───── Supplied entries

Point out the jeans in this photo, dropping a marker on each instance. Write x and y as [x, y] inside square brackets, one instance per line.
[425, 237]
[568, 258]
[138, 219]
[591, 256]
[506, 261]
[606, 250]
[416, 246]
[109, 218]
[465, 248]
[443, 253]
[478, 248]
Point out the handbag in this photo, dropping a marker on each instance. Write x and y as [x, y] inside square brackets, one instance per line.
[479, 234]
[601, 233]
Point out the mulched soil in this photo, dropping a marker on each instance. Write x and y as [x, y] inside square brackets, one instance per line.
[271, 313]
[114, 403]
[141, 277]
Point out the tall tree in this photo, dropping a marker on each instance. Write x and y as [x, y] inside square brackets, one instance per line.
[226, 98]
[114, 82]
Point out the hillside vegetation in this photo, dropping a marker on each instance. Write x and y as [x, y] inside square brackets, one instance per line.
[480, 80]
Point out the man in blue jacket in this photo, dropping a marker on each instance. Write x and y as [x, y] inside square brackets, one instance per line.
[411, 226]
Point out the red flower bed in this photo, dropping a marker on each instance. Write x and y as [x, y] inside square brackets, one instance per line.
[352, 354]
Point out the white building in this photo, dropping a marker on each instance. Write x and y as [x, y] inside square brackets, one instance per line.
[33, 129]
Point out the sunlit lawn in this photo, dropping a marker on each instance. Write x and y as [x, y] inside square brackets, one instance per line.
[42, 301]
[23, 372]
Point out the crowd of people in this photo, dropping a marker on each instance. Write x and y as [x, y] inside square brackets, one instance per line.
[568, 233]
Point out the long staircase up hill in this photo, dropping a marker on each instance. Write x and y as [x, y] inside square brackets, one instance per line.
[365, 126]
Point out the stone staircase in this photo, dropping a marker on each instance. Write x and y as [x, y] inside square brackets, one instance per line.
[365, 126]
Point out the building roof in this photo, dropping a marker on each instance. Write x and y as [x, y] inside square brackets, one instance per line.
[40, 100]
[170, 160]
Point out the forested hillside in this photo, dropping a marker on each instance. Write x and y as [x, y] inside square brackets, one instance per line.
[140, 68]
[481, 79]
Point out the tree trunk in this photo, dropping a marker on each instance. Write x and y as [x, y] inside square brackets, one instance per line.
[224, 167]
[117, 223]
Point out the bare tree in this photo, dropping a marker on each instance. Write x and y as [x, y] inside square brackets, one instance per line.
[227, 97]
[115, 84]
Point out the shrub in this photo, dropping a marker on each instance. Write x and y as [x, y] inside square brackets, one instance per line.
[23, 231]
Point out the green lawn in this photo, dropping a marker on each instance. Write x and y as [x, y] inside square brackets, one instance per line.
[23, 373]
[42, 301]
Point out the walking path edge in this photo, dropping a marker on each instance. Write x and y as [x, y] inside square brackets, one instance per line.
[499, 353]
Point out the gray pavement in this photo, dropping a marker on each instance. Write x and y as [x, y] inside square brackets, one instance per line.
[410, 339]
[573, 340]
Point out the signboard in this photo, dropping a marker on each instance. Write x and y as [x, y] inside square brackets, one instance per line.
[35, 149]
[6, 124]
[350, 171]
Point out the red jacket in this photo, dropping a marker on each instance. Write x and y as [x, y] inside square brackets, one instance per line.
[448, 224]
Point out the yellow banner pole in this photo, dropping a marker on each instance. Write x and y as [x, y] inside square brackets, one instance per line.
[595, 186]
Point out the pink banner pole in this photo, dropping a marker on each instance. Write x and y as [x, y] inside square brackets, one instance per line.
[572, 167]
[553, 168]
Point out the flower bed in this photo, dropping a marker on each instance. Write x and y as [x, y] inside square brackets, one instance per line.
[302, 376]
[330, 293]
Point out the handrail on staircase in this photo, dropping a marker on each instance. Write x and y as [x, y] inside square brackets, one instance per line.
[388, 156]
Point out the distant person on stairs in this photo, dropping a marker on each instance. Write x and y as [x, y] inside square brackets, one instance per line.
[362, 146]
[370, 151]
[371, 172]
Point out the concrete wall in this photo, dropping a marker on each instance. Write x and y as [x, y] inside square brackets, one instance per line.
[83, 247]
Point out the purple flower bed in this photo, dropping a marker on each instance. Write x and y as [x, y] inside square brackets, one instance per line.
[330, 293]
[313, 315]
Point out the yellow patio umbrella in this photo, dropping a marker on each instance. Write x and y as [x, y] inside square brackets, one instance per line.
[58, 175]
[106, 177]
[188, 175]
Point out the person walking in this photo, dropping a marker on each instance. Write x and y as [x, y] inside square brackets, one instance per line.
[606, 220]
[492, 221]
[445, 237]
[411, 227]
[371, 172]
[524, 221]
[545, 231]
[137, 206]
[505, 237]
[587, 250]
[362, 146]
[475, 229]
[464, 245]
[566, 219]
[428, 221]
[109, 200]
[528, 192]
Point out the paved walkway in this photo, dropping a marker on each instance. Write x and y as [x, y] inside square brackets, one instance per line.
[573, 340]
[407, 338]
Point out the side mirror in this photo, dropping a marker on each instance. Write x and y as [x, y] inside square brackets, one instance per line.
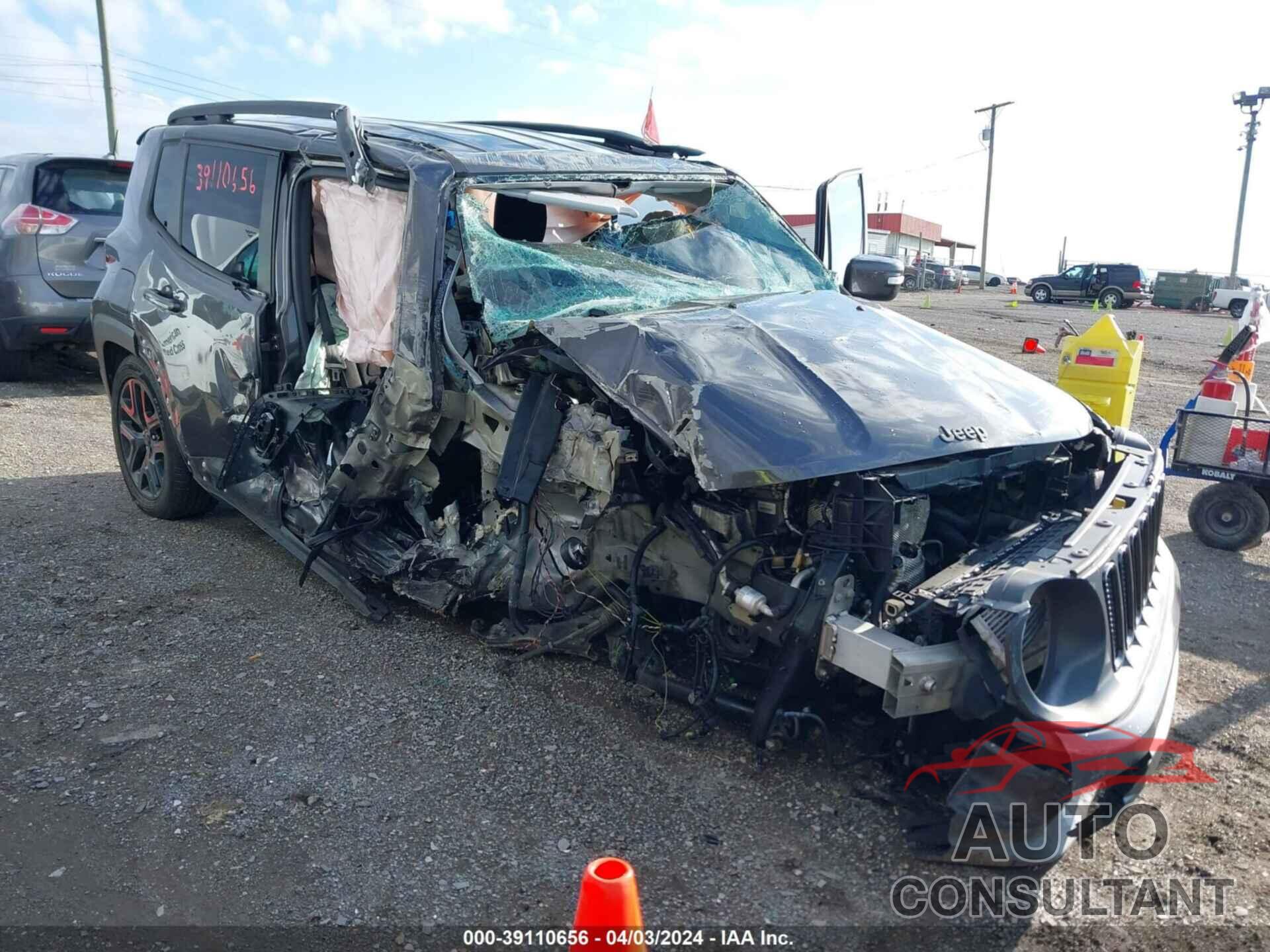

──────────

### Problem
Rescale the data from the line with "Point out the pink" through the end of the data, both ends included. Copy every line, requests too, but multiply each x and y coordinate in the answers by 0.2 and round to whole numbers, with halves rounded up. Leave the pictures out of your answer.

### Output below
Point out the pink banner pole in this photo, dropping a marker on each instance. Write x and y as [x, y] inside square brackets, one instance per line.
[114, 33]
[111, 34]
Point out the flower bed in this photo, dropping a marker on each instance. Write x and y as [x, y] inside square brackets, one instance per line.
[60, 75]
[66, 59]
Point out the handrail on staircase in this photo, dropping a marker on each instance. Write x and y as [x, y] inside square brackets, one instance per line.
[78, 31]
Point out the distant person on stairs in this photo, dropping a marker on each instance. Write x and y as [x, y] inside square brackets, one instance per line.
[72, 29]
[74, 30]
[74, 34]
Point out the concrete wall in this photo, dropping a marker on each instance. Write x and y as [x, y] inside square brackets, one instance per line.
[17, 49]
Point out the purple flower bed in this photo, dropping a marker on each instance. Write x and y as [x, y] inside square brackets, one instance per line.
[66, 59]
[63, 63]
Point out the yellow patio umbrella in this photo, dropping a marker on each instance. Write x and y as [x, y] inside square brackets, one instance per line.
[12, 35]
[21, 35]
[38, 35]
Point out the person walking in this photo, dropping a marker on each instance. Write x and y as [x, y] inside square brackets, one instance per line.
[121, 44]
[98, 44]
[89, 47]
[82, 45]
[74, 34]
[105, 44]
[109, 46]
[27, 41]
[101, 47]
[117, 50]
[72, 29]
[95, 46]
[93, 49]
[113, 44]
[86, 44]
[22, 40]
[106, 38]
Point out the paved walkway in this photo, dropping a marker on each instance. Write x and y as [x, y] inside square brackets, one instance per line.
[115, 68]
[81, 68]
Point out the side mirror in this photo, dropping a marker on each instance. Write x and y as [x, y] inside square brackets, one instance per line.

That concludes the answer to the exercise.